_Tâche demandée A_.
Répondez aux questions suivantes à partir de l'extrait sur Palm Springs.
(i) En quelle année Richard Neutra a-t-il dessiné la maison Kaufmann ?
(ii) Quel style la maison Kaufmann incarne-t-elle ?
(iii) Dans quel film de James Bond la Elrod House est-elle visible ?

Son golf de renommée mondiale et sa douceur de vivre en font l’une des destinations privilégiées des Californiens. Mais c’est avant tout pour son incroyable architecture prisée par le Tout-Hollywood de l’Âge d’Or qu’il faut se rendre à Palm Springs.

Planté au milieu des cactus et du désert californien, ce lieu artificiel a réellement provoqué une vague de création sans précédent. Ainsi, c’est à Palm Springs que Richard Neutra a dessiné, en 1946, la célèbre maison Kaufmann, quintessence du Style international, caractérisé par son minimalisme et son refus de l’ornement. Considéré comme l’un des chefs-d’£uvre du genre, cet assemblage de cubes de verre est aujourd’hui en vente pour près de 10 millions d’euros après avoir transité il y a deux ans par les adjudications de Christie’s… On rêve de franchir son portail pour une visite à 360 degrés mais un écriteau est bien là pour maintenir les curieux à distance. Private property. No trespassing. Tout est dit…

Heureusement, Palm Springs ne se limite pas à ce joyau, pas plus qu’elle ne se résume à la Elrod House, gigantesque caverne high-tech construite en 1968, mieux gardée que le Pentagone, visible dans un épisode de James Bond ( Les diamants sont éternels), et ouverte aux visiteurs à de très rares occasions. Heureusement donc, les trésors architecturaux construits entre les années 30 et 70 accessibles au public abondent à Palm Springs.

_Enregistrements listés_.
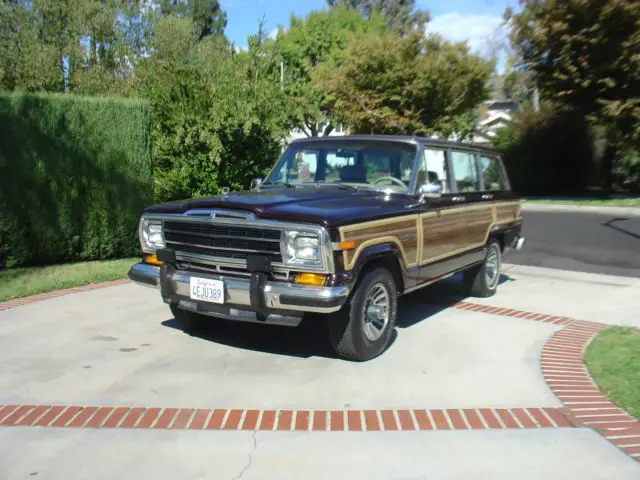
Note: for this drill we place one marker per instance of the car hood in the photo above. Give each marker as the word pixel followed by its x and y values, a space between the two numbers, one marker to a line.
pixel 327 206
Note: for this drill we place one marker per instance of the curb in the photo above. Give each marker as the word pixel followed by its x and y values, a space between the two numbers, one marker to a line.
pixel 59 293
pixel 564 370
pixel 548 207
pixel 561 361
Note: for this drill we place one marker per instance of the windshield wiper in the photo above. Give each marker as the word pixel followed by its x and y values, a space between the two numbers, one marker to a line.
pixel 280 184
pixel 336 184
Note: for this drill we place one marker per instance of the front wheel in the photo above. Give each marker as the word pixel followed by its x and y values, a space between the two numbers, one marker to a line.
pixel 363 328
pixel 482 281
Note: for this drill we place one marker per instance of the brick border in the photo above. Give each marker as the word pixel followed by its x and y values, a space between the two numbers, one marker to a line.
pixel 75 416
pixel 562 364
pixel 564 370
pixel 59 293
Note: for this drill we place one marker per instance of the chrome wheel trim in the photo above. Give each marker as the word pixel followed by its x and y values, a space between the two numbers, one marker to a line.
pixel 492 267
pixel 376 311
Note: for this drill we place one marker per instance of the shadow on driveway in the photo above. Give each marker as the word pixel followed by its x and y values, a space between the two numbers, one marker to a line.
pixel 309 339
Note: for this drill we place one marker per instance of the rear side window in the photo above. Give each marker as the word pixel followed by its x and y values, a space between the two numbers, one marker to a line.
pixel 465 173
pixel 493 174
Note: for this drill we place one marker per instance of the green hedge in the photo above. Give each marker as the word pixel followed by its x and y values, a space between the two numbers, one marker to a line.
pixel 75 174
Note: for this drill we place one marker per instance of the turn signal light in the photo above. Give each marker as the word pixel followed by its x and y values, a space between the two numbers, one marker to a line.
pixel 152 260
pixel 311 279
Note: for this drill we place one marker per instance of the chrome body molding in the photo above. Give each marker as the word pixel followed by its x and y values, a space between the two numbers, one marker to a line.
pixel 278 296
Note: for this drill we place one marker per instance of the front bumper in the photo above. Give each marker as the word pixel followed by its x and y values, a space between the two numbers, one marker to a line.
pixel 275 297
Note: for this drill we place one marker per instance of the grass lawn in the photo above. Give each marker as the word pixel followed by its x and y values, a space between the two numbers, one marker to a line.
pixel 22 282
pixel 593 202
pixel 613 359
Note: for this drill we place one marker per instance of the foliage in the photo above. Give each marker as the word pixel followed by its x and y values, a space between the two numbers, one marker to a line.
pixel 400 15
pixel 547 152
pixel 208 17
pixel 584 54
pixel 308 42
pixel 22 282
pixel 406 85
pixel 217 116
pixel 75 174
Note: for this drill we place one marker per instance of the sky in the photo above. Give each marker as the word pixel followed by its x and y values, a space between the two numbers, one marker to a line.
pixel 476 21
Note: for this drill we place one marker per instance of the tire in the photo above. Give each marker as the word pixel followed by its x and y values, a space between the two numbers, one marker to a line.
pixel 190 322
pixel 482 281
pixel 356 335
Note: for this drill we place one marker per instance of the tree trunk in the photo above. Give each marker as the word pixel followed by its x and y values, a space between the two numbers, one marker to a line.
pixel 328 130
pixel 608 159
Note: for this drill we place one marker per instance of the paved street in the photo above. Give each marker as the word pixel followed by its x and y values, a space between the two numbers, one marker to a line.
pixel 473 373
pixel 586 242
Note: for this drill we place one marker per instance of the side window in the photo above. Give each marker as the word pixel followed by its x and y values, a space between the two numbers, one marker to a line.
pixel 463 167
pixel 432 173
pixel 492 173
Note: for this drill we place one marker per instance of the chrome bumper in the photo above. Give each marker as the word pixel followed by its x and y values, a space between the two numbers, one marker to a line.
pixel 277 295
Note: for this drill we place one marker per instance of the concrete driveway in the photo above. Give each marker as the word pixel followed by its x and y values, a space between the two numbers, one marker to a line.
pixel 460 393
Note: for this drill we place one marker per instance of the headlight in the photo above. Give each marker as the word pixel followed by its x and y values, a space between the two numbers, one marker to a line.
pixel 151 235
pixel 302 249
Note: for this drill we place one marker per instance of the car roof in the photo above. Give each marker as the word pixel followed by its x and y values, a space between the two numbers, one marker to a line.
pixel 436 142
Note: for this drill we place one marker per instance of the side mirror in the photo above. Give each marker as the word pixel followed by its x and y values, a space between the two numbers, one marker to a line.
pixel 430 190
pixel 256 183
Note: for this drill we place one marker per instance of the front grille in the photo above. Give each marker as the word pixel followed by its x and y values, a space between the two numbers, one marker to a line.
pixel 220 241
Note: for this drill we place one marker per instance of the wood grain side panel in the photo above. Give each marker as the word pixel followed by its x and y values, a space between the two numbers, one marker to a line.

_Tâche demandée B_.
Extrayez tels quels les enregistrements situés entre la ligne contenant "of the turn" et la ligne contenant "pixel 356 335", ces deux lignes incluses.

_Réponse A_.
(i) En 1946.
(ii) Le Style international.
(iii) Les diamants sont éternels.

_Réponse B_.
Note: for this drill we place one marker per instance of the turn signal light in the photo above. Give each marker as the word pixel followed by its x and y values, a space between the two numbers, one marker to a line.
pixel 152 260
pixel 311 279
Note: for this drill we place one marker per instance of the chrome body molding in the photo above. Give each marker as the word pixel followed by its x and y values, a space between the two numbers, one marker to a line.
pixel 278 296
Note: for this drill we place one marker per instance of the front bumper in the photo above. Give each marker as the word pixel followed by its x and y values, a space between the two numbers, one marker to a line.
pixel 275 297
Note: for this drill we place one marker per instance of the grass lawn in the photo above. Give each marker as the word pixel followed by its x and y values, a space between the two numbers, one marker to a line.
pixel 22 282
pixel 593 202
pixel 613 359
Note: for this drill we place one marker per instance of the foliage in the photo above. Give each marker as the word pixel followed by its x and y values, a space between the two numbers, one marker to a line.
pixel 400 15
pixel 547 152
pixel 208 17
pixel 584 54
pixel 308 42
pixel 22 282
pixel 406 85
pixel 217 116
pixel 75 174
Note: for this drill we place one marker per instance of the sky in the photo above. Give each marker as the word pixel followed by its x and y values, a space between the two numbers, one marker to a line.
pixel 476 21
Note: for this drill we place one marker per instance of the tire in the photo above. Give each marker as the word pixel followed by its x and y values, a space between the two numbers, one marker to a line.
pixel 190 322
pixel 482 281
pixel 356 335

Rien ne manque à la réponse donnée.